Collect each line from the items below that contains the word "green", and copy those lines in the order they appear.

START

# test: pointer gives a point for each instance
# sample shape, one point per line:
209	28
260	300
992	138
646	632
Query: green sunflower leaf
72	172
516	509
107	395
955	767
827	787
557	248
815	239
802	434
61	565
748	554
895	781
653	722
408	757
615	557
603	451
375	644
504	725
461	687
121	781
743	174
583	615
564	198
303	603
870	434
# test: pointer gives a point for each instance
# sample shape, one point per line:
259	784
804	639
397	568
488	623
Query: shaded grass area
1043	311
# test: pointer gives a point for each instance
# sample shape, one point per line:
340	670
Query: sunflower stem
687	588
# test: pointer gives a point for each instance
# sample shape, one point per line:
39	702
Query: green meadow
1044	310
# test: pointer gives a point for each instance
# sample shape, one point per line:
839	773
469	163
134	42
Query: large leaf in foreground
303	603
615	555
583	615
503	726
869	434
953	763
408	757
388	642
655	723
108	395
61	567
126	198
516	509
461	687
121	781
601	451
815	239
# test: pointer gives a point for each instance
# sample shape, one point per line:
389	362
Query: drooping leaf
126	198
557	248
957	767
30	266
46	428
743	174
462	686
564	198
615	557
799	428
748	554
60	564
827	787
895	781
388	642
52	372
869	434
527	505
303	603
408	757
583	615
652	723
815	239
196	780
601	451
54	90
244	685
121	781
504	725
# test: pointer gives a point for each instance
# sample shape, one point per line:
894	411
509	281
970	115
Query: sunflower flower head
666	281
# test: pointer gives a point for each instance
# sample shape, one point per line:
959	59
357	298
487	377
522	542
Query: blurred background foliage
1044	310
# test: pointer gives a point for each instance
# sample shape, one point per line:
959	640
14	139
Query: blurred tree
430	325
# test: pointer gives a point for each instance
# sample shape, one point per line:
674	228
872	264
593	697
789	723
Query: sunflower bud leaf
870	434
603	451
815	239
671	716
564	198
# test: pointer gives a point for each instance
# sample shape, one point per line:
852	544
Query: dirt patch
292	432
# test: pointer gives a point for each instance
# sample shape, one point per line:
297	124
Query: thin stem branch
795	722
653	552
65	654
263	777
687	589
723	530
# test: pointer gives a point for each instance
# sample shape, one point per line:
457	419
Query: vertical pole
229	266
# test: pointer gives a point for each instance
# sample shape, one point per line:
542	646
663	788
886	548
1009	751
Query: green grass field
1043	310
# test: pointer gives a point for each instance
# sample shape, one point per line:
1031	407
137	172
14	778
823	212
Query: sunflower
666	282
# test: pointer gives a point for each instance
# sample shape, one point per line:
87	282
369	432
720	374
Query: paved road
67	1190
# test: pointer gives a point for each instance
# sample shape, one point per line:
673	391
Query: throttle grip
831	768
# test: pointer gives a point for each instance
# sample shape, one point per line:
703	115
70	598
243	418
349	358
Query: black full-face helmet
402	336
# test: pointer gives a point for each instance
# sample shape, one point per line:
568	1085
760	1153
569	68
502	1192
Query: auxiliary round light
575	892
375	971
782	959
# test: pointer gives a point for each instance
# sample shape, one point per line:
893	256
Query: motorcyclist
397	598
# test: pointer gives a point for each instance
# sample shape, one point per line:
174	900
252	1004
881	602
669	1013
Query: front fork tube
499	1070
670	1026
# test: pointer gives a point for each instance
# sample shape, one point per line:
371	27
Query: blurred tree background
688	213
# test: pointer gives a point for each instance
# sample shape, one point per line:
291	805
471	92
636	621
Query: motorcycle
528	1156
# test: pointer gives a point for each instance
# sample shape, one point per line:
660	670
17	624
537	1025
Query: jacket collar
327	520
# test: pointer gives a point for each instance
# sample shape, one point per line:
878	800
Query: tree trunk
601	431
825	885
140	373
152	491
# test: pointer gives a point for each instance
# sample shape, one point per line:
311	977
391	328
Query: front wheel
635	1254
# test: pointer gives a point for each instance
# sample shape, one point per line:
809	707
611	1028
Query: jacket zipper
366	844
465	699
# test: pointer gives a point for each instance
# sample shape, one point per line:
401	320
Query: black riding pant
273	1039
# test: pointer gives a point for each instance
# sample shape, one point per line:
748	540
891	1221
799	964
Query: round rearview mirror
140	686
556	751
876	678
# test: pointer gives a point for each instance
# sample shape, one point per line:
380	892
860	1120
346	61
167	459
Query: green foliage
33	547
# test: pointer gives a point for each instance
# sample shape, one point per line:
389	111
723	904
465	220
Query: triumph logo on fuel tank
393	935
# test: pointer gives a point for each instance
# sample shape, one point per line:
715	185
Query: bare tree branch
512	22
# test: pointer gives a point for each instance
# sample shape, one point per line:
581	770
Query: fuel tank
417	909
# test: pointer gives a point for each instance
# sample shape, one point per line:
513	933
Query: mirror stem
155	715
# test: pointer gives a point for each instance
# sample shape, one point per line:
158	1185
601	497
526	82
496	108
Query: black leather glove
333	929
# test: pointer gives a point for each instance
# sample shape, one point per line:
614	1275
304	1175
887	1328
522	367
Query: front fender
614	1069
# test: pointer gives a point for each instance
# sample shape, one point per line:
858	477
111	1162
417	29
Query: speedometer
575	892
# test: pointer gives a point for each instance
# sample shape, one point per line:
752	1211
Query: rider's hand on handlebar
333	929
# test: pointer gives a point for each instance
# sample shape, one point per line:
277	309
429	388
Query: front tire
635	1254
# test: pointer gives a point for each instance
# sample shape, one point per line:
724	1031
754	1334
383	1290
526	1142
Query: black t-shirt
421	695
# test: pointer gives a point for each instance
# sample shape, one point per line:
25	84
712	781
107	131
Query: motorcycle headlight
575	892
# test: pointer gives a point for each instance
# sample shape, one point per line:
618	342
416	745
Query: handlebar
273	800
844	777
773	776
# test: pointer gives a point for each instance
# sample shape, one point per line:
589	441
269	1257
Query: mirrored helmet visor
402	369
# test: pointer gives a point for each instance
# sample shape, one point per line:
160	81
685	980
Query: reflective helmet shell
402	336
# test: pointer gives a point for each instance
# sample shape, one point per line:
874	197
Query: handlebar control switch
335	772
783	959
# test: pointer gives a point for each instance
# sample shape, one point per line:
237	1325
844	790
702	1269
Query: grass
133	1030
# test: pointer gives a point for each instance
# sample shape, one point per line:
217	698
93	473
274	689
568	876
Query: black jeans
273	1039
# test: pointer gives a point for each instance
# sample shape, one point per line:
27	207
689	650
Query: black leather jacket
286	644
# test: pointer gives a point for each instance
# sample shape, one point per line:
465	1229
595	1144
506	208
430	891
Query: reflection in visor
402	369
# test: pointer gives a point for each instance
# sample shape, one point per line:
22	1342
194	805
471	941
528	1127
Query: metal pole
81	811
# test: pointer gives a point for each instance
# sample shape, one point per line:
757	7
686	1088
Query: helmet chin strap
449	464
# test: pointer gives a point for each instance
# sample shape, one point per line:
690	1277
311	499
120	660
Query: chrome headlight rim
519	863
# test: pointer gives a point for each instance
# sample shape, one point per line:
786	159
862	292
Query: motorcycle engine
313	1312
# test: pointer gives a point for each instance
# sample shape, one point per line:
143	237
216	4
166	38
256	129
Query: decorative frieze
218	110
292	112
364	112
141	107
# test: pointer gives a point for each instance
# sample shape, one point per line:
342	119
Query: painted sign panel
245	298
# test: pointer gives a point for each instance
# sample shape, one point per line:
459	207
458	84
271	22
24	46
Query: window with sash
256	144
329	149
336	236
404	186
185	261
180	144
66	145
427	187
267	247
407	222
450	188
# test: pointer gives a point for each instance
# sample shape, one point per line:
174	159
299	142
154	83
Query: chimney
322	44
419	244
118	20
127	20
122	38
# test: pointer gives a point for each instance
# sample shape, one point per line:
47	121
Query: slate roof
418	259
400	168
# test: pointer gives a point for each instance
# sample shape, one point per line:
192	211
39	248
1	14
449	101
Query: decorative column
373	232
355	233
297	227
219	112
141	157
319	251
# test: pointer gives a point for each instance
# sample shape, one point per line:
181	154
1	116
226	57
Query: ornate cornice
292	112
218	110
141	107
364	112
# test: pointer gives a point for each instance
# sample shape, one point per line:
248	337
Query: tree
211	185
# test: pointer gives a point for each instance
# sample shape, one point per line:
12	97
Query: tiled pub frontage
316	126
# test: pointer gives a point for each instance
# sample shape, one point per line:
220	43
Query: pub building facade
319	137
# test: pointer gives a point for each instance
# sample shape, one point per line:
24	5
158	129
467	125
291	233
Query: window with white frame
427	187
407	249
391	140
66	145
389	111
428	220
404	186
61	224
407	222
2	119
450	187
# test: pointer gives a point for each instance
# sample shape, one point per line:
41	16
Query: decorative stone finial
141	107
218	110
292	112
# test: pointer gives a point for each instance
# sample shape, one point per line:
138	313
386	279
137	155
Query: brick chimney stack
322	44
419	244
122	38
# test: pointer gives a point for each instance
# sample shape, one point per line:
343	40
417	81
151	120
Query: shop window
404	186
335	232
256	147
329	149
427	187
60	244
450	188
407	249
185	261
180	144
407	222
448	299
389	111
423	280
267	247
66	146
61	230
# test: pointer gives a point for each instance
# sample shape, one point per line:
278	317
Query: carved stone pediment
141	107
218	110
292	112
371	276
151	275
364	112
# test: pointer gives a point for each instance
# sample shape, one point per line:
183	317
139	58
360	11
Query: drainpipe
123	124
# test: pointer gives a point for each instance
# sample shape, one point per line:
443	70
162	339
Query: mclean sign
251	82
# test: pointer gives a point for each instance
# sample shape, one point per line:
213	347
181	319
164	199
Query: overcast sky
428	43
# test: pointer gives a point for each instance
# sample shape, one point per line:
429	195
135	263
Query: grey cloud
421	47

END

Response to this task
Query: green sunflower leaf
Query: green meadow
Query: green grass field
Query: green foliage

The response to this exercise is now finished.